─── Extract ───

Zelda's stubby tail wags, and her brown eyes are trusting as she meets new people. You'd swear she's even smiling, white teeth gleaming.
The 6-year-old German shorthaired pointer faced an uncertain future in summer 2010, but she's among the lucky ones helped by Safe Place for Pets. The organization was founded in 1996, when a hospice nurse decided she had to help terminally ill people find homes for their critter companions.
Zelda's human died in July 2010. His daughter, Melody, dearly loved the dog but was allergic to her. Cathy Woods, Safe Place's placement coordinator, worked with Melody to guarantee Zelda would have a soft place to land.
"She had so much to deal with when her dad died, it was a hard situation for her," Woods says. "He was fairly young and she had small kids of her own, trying to deal with his home and the dog and everything. I think she was really grateful."
Woods shared a testimonial that Melody e-mailed to her. An excerpt: "I love everything you do, and everything you stand for. Thank you so much for being a light source at such a dark time for myself."
Melody learned about Safe Place through the hospice that cared for her father. In the 15 years since Pikes Peak Hospice donated the seed money, the organization has built a network of contacts to help animals and people who love them.
"We work with all the hospices and oncology units or cancer centers, anyone who deals with end-of-life issues," Woods says. "The hospices often will hear from someone who has to relinquish a pet. So we'll often get a phone call on intake and then we'll handle it from then on."

─── Supplied records ───

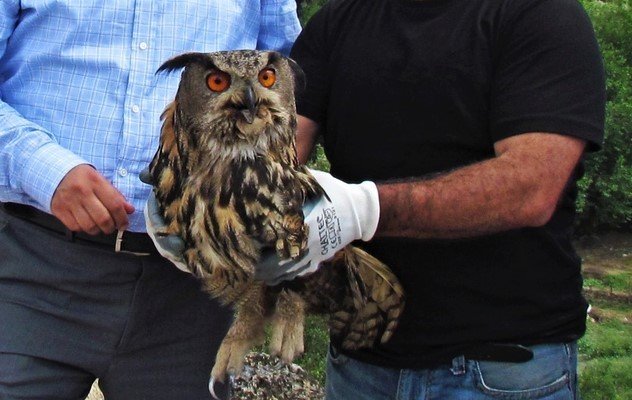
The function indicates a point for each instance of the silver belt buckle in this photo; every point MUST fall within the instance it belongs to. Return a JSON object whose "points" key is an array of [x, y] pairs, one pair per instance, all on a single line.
{"points": [[119, 242]]}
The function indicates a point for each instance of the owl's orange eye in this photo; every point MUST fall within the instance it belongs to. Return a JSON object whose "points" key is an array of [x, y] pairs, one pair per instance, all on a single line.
{"points": [[267, 77], [218, 81]]}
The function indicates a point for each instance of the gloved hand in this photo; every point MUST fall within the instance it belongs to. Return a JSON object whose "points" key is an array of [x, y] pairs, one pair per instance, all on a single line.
{"points": [[351, 212], [169, 246]]}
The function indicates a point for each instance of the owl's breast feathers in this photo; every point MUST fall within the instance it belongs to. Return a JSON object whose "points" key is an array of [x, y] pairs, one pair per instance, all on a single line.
{"points": [[227, 204]]}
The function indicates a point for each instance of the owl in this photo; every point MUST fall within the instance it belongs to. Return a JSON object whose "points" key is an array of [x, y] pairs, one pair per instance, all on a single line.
{"points": [[227, 180]]}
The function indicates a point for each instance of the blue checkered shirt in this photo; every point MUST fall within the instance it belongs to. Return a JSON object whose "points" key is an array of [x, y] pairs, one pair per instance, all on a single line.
{"points": [[78, 83]]}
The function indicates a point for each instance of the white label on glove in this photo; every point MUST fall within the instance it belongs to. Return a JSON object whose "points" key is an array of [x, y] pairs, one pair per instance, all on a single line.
{"points": [[329, 230]]}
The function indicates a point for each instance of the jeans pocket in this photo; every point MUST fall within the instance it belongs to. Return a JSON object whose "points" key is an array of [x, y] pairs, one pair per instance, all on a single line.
{"points": [[548, 372], [336, 357]]}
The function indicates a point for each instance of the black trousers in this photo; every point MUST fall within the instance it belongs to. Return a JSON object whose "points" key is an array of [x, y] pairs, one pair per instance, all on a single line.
{"points": [[71, 312]]}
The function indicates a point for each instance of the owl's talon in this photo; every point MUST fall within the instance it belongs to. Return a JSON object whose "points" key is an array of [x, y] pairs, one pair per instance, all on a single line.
{"points": [[229, 387]]}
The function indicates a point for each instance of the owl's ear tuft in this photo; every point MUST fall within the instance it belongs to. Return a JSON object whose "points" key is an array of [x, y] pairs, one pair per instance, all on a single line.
{"points": [[184, 60]]}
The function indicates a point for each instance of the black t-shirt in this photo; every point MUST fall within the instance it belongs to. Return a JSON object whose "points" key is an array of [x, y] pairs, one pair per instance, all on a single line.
{"points": [[409, 89]]}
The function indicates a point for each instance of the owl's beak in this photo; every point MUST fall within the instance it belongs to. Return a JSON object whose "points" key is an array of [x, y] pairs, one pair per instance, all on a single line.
{"points": [[249, 105]]}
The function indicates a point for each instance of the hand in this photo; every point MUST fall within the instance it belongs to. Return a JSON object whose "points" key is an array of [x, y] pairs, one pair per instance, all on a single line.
{"points": [[85, 201], [170, 247], [348, 212]]}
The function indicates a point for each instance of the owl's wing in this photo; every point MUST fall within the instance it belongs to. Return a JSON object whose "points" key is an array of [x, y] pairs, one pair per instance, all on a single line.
{"points": [[362, 296]]}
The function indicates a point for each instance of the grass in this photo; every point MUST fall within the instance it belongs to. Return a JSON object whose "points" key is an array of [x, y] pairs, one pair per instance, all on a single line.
{"points": [[605, 366]]}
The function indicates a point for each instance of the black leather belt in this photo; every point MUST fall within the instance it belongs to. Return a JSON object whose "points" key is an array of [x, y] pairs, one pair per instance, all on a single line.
{"points": [[500, 352], [123, 241]]}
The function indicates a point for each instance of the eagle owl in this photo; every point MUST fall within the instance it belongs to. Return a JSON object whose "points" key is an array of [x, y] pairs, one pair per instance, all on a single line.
{"points": [[227, 180]]}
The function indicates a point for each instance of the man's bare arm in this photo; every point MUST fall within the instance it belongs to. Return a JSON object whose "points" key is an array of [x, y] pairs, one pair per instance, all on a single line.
{"points": [[520, 187]]}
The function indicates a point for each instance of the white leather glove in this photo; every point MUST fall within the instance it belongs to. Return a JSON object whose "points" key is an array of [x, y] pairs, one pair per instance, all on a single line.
{"points": [[350, 212], [170, 247]]}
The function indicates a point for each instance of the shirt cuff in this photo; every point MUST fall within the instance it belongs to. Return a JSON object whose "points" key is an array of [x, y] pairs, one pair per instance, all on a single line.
{"points": [[45, 169]]}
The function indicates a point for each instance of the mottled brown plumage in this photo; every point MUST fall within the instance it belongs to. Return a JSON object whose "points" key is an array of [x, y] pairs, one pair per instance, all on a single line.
{"points": [[228, 181]]}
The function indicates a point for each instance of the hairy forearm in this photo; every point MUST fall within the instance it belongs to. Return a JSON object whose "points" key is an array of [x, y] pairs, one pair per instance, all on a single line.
{"points": [[510, 191]]}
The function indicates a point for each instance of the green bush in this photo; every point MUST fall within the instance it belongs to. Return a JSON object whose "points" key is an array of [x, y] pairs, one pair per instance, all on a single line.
{"points": [[605, 198]]}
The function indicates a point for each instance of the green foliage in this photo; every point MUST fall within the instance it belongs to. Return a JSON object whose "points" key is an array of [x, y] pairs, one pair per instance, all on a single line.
{"points": [[307, 8], [606, 379], [605, 198], [316, 345]]}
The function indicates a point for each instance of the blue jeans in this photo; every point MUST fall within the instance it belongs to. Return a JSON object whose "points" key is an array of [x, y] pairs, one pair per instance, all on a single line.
{"points": [[550, 375]]}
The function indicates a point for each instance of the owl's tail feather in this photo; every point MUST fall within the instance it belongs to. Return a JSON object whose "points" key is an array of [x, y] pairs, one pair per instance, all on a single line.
{"points": [[378, 301]]}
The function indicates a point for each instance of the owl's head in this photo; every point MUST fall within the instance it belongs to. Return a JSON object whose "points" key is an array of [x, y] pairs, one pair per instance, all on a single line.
{"points": [[236, 96]]}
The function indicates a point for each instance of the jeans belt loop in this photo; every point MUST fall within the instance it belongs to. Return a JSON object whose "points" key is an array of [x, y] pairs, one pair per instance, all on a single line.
{"points": [[119, 243], [458, 366]]}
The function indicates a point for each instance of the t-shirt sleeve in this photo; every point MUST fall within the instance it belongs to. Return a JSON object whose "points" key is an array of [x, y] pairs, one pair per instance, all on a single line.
{"points": [[311, 51], [549, 74]]}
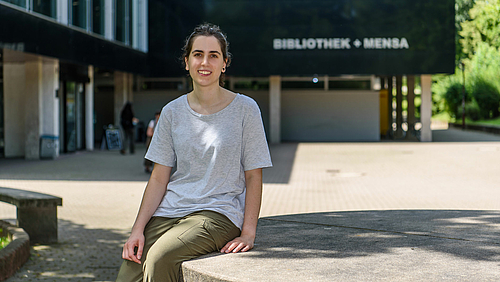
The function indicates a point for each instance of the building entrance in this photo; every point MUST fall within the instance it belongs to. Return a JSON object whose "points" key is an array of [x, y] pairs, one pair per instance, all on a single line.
{"points": [[72, 114], [2, 126]]}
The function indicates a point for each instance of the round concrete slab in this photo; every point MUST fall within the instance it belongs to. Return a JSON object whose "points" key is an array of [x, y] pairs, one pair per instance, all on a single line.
{"points": [[408, 245]]}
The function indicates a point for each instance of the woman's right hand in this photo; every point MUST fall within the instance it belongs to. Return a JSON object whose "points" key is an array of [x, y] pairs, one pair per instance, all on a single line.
{"points": [[136, 240]]}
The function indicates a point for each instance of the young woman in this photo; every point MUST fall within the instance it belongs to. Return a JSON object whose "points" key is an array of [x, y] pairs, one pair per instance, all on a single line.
{"points": [[204, 193]]}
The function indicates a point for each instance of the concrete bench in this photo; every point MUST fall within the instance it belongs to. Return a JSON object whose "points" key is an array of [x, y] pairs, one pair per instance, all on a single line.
{"points": [[36, 213]]}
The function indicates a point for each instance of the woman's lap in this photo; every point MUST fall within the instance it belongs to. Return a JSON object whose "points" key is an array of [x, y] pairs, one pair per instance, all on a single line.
{"points": [[169, 242]]}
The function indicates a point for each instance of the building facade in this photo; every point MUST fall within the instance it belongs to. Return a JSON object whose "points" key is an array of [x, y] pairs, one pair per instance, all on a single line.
{"points": [[51, 52], [320, 70]]}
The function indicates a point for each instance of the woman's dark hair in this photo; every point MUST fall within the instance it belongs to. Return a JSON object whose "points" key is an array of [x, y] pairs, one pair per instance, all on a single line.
{"points": [[208, 29]]}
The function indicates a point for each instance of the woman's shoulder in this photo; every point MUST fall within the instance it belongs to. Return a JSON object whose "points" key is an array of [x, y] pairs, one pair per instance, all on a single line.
{"points": [[175, 104], [247, 102]]}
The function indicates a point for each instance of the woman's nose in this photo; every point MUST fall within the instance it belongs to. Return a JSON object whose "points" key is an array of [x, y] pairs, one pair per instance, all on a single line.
{"points": [[205, 60]]}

───

◆ Instructions
1) Answer these about the article on Safe Place for Pets:
(a) What breed of dog is Zelda?
(b) Why could Melody not keep Zelda?
(c) Which hospice donated the seed money for Safe Place?
2) Extend the article about Safe Place for Pets beyond its final paragraph.

◆ Answers to each task
1)
(a) A German shorthaired pointer.
(b) She was allergic to her.
(c) Pikes Peak Hospice.

2)
In 2010, Safe Place found new homes for 69 pets. According to Woods, that's its highest one-year total ever. She started working for Safe Place in 2001 and estimates the organization placed 15 to 20 animals that year.
"We know these pets are just so grateful," Woods says. "It's not like when they go to a shelter because they've been abused; it's more they're just wanting someone to love them. They adjust pretty quickly, but things will pop up, strange behavior issues, so we really need to address that with the adopters and make sure that they're keeping an eye on the whole picture."
Safe Place can call on local trainers, who offer the first session free and discount future sessions to ensure the pets adapt. Several local veterinarians discount fees for Safe Place pets; the organization helps with those expenses when needed.
Woods points out that 90 percent of funds raised go to the animals. Safe Place's staff is all-volunteer; everyone on the 10-member board has a designated role, and more than 100 other volunteers help out.
Their assignments include distributing a monthly newsletter featuring available pets to veterinary offices and anywhere animal lovers go. Some volunteers are trained specifically to work with dying people and their families.
This season, volunteers will help raise funds through book-wrapping events at Barnes & Noble. They'll be at the Citadel branch from 10 a.m. to 9 p.m., Nov. 29 and Dec. 6, and at the location near Chapel Hills Mall from 10 a.m. to 3 p.m., Dec. 20.
All applicants to adopt pets must pass background checks. If it takes a while to identify a new home, Safe Place has about 12 foster homes for cats and up to 15 for dogs. Woods recently found a new coop for a flock of pheasants.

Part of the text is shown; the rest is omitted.